- **The problem**:
Reproduce every line of the material below verbatim.

>> Begin Record set

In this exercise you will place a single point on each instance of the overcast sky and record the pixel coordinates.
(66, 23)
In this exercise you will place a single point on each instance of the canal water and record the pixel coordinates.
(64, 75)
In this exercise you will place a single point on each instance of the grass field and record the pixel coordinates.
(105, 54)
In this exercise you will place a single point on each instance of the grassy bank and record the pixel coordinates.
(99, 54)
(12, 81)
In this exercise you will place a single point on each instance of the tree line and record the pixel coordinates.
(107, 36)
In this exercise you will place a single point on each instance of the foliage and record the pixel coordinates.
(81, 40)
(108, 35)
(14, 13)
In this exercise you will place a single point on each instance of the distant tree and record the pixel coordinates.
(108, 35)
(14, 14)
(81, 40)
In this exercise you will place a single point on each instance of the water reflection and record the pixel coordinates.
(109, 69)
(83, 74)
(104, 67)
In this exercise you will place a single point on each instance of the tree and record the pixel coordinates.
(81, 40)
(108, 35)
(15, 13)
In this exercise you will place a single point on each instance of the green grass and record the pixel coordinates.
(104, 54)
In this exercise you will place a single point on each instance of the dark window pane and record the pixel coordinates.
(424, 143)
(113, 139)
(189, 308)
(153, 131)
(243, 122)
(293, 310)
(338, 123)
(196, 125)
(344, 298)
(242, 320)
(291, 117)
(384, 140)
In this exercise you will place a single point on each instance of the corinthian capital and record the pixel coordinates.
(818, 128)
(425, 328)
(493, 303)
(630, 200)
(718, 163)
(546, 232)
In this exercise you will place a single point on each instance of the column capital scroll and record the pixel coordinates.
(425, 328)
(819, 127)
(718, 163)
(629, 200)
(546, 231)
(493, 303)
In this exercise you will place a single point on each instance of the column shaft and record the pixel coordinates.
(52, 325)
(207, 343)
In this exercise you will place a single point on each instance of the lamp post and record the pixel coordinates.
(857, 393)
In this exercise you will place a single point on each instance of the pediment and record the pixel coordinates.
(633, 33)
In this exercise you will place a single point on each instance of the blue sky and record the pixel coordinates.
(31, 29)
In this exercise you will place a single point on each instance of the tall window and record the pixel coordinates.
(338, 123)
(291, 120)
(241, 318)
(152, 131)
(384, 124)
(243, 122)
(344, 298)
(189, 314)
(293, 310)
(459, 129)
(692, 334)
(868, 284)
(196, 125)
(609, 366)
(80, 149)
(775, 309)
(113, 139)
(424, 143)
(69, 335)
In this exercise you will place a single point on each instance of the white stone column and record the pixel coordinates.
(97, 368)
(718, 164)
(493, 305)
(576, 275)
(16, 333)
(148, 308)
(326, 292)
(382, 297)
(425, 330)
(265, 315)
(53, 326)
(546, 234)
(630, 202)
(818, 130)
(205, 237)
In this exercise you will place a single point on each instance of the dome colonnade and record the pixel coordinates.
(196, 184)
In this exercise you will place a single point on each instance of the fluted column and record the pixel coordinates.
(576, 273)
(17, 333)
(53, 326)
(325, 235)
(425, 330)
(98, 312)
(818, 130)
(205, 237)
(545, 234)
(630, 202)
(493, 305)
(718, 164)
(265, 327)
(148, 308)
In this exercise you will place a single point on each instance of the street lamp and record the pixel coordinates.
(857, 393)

>> End Record set

- **Final result**:
In this exercise you will place a single point on each instance of the overcast sky and record the pixel coordinates.
(66, 23)
In this exercise you will place a single point on each instance of the canal water and record the pixel coordinates.
(64, 75)
In this exercise you will place a single point on each instance of the grass field and record the pixel coordinates.
(105, 54)
In this exercise you will place a single point on each instance of the grassy bank and record the pixel coordinates.
(99, 54)
(12, 81)
In this exercise you will place a single point on each instance of the tree line and record the pixel coordinates.
(107, 36)
In this exercise you will place a single point on each instance of the foliage and record the pixel coordinates.
(81, 40)
(108, 35)
(14, 13)
In this exercise you will place a single point on each instance of the distant tree and record the pixel coordinates.
(108, 35)
(14, 14)
(81, 40)
In this exercise you will place a single point on each instance of the water reflection and record the pixel coordinates.
(109, 69)
(83, 74)
(104, 67)
In this exercise you will place a single point on each instance of the tree and record the pixel coordinates.
(81, 40)
(108, 35)
(15, 13)
In this exercise you will place a single point on each instance of the green grass and record the pixel coordinates.
(104, 54)
In this exercise you will place a single point on each instance of the dark window pane and record the pixel coordinates.
(424, 143)
(113, 139)
(189, 308)
(153, 131)
(243, 122)
(293, 310)
(338, 123)
(196, 125)
(344, 298)
(242, 320)
(291, 117)
(384, 140)
In this exercise you will place a single point on each instance of the corinthian capital and record the pixel coordinates.
(818, 128)
(425, 328)
(493, 303)
(630, 200)
(718, 163)
(546, 232)
In this exercise you will place a single point on each instance of the column capital scroll and record the pixel coordinates.
(425, 328)
(819, 127)
(718, 163)
(629, 200)
(546, 231)
(493, 303)
In this exercise you will place a single point on each instance of the column shaft and record the pixel coordinates.
(52, 325)
(207, 343)
In this exercise you will place a single point on each instance of the lamp post and record the pixel coordinates.
(857, 393)
In this exercise you will place a single point on each instance of the pediment and record the pixel coordinates.
(633, 33)
In this exercise you will place a single point on each instance of the blue sky and record the pixel coordinates.
(31, 29)
In this exercise you will place a single point on each instance of the tall window and record the pixel coordinates.
(338, 123)
(291, 120)
(241, 318)
(152, 131)
(384, 124)
(243, 122)
(344, 298)
(189, 314)
(293, 310)
(459, 129)
(692, 334)
(868, 284)
(196, 125)
(609, 366)
(80, 149)
(775, 309)
(113, 139)
(424, 143)
(69, 335)
In this exercise you will place a single point on each instance of the white stone column and record the pixel coordinates.
(97, 368)
(718, 164)
(493, 305)
(576, 275)
(16, 333)
(148, 308)
(326, 292)
(382, 297)
(425, 330)
(265, 315)
(53, 326)
(546, 234)
(630, 202)
(818, 130)
(205, 237)
In this exercise you will place a single point on each instance of the dome colonnade and record the pixel coordinates.
(196, 184)
In this exercise you will place a single point on each instance of the fluted column and record the pixel coordinates.
(576, 273)
(17, 333)
(53, 326)
(325, 235)
(425, 330)
(98, 312)
(818, 130)
(205, 237)
(545, 234)
(630, 202)
(493, 305)
(718, 164)
(265, 327)
(148, 308)
In this exercise you will place a single point on each instance of the street lamp and record the pixel coordinates.
(857, 393)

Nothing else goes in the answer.